■ **给定任务 A**
原文列出了默克尔自7月起出访的哪些国家?请全部写出来。

■ **原文**
┌──
发布时间:2021-09-24浏览次数:162


【文/观察者网 王慧】德国大选进入最后冲刺,默克尔的政治生涯也开始倒计时。9月26日,驰骋政坛16载的默克尔将正式交出“接力棒”,为自己的总理生涯画上句号。

然而,这次大选对于许多德国人来说是一道历史性的选择难题,因为一向稳健、明智,且让他们安心的“默克尔妈咪”没有寻求连任。一时间,不少德国人的选票不知该投给谁,选战也因此变得扑朔迷离、难以预测。

无论谁最终成为默克尔的接班人,对于德国来说都意味着一个时代的落幕,属于默克尔的时代,结束了。

向一段长达16年的历史说再见并不容易。自7月起默克尔就安排了一系列出访,英国、美国、俄罗斯、乌克兰、波兰、法国......期间,她还和中国国家主席习近平通了电话。

似乎,默克尔在通过外交的方式一边向世界“告别”,一边为她的继任者铺路。

这位出身前东德的“政坛铁娘子”留下了一个怎样的德国?这次大选将对德国或欧盟产生哪些冲击?“后默克尔时代”俄美欧三角博弈的剧情将如何上演?德国的对华政策是否会出现“急转弯”?

中国国际问题研究院欧洲所所长崔洪建在接受观察者网专访中称:“德国短期内很难再出现一个像默克尔这样能长期执政的领导人,默克尔已经成为德国政治的一个时代代表。作为一个政治人物,她在德国获得了超党派的影响力,像肖尔茨这样别的党派(社民党)的领导人现在也在拼命地模仿默克尔,以显示他是默克尔的接班人。”

崔洪建认为,后默克尔时代,德国的对华政策的“品控”难度越来越大,新政府在面临外来冲击时可能不会像默克尔时期那么坚定。

同济大学德国研究中心研究员朱宇方告诉观察者网,“默克尔在德国是定海神针一样的存在,她是一个非常伟大的政治家,非常务实。让人很佩服的是,默克尔做所有政治决策时都能放下个人的偏好和情感,来顾全大局。比如说,她在跟特朗普最不对付的时候,都能维护好德美关系的平衡,这很不容易。”

默克尔治下,德国从“欧洲病夫”到经济强国

2005年当选之后,默克尔成了德国历史上第一位女性总理。在此后的大选中,她连续三次成功连任,一干就是16年。在任上,默克尔经历了4任美国总统、4任法国总统、5任英国首相、9任意大利总理......

对于整整一代德国人来说,默克尔代表着永恒,就像英国女王一样。他们在默克尔的治下长大,称她为“妈妈”(mutti)。

法国《解放报》称,默克尔体现了二战结束以来德国人所一直渴望的东西:稳定。

这种稳定甚至包括了她的发型和着装。一款单排3颗扣、两侧口袋的西服外套硬是被默克尔穿出了“彩虹色卡”。

执政16年里,默克尔的支持率一直都在50%以上,最高时一度达到86%。即使到了今天,默克尔即将卸任之际,她在德国仍有着令人难以置信的人气,德国《明镜》周刊前不久用“近乎伟大的总理”来评价默克尔。
└──
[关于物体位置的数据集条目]
┌──
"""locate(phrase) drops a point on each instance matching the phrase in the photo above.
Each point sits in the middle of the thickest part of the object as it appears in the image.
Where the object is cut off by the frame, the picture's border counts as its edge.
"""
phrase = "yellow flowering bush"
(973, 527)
└──
┌──
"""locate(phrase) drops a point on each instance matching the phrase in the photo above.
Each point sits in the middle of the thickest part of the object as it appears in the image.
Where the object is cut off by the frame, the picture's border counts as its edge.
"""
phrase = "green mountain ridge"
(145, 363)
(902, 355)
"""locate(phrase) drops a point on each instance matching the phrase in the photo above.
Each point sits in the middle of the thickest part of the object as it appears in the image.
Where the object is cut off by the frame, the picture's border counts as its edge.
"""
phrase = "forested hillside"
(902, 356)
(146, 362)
└──
┌──
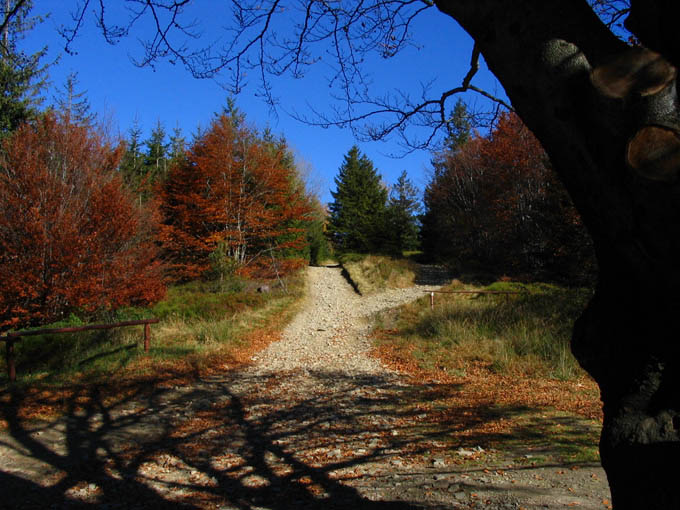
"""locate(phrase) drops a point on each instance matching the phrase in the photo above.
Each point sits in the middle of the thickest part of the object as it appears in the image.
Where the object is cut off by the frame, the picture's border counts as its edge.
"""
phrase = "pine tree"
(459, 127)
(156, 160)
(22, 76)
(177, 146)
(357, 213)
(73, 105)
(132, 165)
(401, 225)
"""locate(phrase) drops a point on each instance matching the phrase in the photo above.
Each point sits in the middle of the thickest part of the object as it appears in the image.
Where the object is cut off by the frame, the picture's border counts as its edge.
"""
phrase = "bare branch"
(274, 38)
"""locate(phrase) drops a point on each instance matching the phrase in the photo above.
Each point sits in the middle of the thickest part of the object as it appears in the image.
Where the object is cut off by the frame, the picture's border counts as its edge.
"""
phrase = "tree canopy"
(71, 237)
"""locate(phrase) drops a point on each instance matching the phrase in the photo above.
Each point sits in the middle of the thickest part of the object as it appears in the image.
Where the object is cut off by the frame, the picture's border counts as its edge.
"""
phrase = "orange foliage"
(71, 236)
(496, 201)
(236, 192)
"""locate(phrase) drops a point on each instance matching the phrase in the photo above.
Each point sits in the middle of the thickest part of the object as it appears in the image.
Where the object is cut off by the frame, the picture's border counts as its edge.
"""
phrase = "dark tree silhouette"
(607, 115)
└──
■ **给定任务 B**
把条目里含有“tree”这个词的每一行都找出来,逐行展示。

■ **书面回答 A**
英国、美国、俄罗斯、乌克兰、波兰、法国。

■ **书面回答 B**
phrase = "pine tree"
phrase = "tree canopy"
phrase = "dark tree silhouette"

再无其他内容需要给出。